=== Dataset ===

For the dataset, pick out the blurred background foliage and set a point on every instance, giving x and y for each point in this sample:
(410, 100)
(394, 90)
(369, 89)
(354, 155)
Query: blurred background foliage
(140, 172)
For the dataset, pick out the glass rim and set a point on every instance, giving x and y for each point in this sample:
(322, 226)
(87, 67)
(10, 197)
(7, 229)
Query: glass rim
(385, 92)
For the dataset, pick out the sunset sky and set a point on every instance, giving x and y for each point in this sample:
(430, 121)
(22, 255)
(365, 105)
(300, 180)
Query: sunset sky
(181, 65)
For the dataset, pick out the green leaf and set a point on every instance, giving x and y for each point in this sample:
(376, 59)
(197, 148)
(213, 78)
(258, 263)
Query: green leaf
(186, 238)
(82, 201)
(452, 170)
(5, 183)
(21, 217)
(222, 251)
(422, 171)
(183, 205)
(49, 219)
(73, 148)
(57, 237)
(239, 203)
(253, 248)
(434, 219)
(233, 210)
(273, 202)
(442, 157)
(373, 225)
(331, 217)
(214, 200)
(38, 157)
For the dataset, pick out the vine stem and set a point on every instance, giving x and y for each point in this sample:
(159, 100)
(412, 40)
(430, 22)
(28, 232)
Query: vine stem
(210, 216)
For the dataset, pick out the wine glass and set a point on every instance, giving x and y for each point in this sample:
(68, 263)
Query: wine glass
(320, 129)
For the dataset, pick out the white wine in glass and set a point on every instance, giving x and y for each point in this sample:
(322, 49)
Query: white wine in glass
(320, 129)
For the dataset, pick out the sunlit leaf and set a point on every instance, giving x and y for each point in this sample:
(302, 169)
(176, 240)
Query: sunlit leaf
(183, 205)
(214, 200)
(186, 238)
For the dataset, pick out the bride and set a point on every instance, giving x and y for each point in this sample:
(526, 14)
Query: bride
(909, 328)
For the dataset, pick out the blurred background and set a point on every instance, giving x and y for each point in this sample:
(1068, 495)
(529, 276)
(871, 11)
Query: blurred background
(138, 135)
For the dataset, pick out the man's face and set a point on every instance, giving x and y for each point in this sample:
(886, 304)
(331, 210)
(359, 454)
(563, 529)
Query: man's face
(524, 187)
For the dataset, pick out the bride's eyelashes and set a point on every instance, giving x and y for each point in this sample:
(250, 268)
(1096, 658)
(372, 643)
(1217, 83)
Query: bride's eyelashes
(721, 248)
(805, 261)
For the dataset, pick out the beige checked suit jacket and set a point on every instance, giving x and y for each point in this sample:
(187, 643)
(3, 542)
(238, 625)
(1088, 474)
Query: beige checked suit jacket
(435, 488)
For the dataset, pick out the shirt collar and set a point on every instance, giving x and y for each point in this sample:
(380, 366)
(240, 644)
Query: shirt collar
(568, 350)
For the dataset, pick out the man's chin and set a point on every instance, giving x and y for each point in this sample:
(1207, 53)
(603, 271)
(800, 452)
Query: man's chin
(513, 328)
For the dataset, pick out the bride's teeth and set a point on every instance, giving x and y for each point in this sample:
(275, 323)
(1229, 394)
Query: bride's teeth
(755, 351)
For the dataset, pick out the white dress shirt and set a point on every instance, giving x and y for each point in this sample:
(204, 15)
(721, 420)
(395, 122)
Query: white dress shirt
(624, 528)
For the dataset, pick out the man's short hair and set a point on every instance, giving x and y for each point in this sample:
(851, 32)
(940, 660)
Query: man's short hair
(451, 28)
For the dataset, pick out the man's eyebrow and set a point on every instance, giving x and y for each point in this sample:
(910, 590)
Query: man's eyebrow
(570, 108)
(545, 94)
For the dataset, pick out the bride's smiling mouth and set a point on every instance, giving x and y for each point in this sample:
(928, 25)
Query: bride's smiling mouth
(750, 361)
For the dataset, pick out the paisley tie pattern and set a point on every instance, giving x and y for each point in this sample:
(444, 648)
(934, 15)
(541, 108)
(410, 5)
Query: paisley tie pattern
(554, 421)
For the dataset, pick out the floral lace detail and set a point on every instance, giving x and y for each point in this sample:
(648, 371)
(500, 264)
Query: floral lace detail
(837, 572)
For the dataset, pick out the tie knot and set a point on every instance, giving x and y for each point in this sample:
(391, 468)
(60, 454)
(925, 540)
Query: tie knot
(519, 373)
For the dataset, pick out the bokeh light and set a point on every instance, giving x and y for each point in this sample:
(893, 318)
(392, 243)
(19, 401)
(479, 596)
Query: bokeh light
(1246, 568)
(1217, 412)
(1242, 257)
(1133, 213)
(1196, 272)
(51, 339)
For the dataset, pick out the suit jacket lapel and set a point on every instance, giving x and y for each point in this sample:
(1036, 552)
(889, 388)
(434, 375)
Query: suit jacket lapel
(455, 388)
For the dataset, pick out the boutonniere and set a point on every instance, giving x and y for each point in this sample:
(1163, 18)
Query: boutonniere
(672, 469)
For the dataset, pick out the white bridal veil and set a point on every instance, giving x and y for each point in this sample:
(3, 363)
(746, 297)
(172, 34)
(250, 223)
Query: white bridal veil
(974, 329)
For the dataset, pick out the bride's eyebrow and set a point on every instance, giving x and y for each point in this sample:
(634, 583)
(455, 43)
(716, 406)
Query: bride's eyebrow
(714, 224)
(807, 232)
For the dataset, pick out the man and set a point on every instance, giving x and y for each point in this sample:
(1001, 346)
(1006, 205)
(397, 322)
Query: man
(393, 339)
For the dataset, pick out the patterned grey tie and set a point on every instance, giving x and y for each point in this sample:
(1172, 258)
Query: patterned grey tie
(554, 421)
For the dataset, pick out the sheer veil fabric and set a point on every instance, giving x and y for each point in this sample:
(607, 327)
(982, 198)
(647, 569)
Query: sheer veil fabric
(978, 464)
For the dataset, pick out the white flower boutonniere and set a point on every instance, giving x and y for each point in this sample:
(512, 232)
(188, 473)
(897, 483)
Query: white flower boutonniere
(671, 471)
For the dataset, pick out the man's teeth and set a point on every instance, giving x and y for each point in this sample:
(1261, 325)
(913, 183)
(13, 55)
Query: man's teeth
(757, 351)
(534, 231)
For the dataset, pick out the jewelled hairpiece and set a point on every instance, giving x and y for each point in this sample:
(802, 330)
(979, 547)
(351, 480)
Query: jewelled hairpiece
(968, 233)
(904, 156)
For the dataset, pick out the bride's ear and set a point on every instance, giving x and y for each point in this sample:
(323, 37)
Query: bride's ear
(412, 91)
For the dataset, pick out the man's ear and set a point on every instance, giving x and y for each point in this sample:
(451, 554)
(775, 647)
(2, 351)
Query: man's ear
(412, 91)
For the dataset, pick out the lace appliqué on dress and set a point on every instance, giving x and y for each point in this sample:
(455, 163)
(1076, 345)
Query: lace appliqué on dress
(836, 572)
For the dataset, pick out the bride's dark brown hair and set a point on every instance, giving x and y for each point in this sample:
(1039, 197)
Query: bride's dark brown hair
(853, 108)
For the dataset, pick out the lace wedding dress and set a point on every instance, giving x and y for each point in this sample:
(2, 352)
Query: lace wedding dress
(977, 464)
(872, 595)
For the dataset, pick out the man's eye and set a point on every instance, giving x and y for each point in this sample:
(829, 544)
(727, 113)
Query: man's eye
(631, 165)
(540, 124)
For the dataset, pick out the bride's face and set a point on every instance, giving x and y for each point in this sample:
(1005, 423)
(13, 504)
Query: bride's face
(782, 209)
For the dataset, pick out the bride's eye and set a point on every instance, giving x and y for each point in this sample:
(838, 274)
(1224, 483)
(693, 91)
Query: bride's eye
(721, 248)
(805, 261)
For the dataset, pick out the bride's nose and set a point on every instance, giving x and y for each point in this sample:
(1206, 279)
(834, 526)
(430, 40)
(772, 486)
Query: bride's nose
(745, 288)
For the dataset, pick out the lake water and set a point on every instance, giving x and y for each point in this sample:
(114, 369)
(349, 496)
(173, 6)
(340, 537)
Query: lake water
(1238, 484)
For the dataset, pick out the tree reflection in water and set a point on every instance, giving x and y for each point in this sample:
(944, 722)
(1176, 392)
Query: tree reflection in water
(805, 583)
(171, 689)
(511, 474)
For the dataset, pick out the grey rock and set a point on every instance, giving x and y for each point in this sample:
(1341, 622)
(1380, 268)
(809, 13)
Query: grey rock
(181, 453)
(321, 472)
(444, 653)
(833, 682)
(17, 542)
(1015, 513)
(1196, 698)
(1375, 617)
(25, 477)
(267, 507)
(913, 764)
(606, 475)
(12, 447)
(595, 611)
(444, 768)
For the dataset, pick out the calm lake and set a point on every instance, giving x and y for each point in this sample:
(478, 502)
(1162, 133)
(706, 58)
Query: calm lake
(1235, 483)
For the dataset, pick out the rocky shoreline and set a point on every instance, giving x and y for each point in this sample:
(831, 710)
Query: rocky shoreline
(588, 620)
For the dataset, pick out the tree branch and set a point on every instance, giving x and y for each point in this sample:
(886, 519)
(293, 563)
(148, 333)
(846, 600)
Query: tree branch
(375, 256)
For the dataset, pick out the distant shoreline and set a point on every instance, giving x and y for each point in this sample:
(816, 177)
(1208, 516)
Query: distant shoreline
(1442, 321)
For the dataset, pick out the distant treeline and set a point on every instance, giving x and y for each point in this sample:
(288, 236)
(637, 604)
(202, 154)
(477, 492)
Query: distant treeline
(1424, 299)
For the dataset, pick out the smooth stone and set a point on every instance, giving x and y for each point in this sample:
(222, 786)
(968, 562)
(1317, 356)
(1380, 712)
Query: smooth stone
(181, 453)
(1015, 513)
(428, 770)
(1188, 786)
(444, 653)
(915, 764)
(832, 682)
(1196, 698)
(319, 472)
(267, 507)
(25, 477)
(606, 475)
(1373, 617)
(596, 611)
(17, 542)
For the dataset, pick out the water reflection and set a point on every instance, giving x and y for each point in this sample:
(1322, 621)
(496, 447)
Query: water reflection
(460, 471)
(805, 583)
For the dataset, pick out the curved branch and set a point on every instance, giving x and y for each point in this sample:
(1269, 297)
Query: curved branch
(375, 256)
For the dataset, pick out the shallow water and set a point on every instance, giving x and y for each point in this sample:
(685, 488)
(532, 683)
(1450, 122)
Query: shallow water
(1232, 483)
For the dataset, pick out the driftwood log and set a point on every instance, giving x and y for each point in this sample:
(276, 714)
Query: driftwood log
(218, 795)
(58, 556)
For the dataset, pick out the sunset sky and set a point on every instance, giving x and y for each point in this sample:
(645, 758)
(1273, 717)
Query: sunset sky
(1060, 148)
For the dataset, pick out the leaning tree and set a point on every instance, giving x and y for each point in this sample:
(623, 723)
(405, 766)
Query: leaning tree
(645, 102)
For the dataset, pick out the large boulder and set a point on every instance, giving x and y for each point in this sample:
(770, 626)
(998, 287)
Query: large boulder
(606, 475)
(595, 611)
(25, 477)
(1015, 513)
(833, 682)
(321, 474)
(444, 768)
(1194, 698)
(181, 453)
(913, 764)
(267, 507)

===

= Problem details =
Reproduce the lines in the records above without changes, beginning at the line that contains "For the dataset, pick out the grey" and stopping after the line that contains "(1235, 483)".

= Worked solution =
For the dataset, pick out the grey rock and set a point on every instance, giving x and y for each point in this sample:
(1341, 622)
(1380, 268)
(809, 13)
Query: grey rock
(181, 453)
(321, 472)
(444, 653)
(833, 682)
(17, 542)
(1015, 513)
(1196, 698)
(1375, 617)
(25, 477)
(267, 507)
(913, 764)
(606, 475)
(12, 447)
(595, 611)
(444, 768)
For the dataset, pick out the calm lake and set a point on every instance, giving x and y for each point in this sample:
(478, 502)
(1162, 133)
(706, 58)
Query: calm lake
(1235, 483)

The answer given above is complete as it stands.